* **EXERCISE AIM**
Which lines in the data below contain the word "pretty"? Pick them out and copy each one in full.

* **SUPPLIED MATERIAL**
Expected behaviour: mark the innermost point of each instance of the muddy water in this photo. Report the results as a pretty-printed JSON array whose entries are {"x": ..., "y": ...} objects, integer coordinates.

---

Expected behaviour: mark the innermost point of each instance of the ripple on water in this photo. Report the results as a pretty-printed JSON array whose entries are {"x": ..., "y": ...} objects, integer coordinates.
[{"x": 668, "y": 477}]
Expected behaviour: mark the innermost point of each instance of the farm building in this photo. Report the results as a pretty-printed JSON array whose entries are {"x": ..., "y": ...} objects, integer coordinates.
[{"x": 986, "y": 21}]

* **THE SOLUTION**
Expected behaviour: mark the innermost point of each instance of the muddy water in this photo. Report the results as a pretty-printed JSON array whose entries are {"x": ..., "y": ...} objects, integer coordinates.
Expected behaviour: mark the innermost point of each instance of the ripple on water in this photo. Report the results as a pretty-printed JSON array whose entries are {"x": ..., "y": ...} objects, integer coordinates.
Expected behaviour: mark the innermost point of each instance of the farm building in this photo. Report the results as a pretty-printed JSON array whose entries are {"x": ..., "y": ...} objects, integer coordinates.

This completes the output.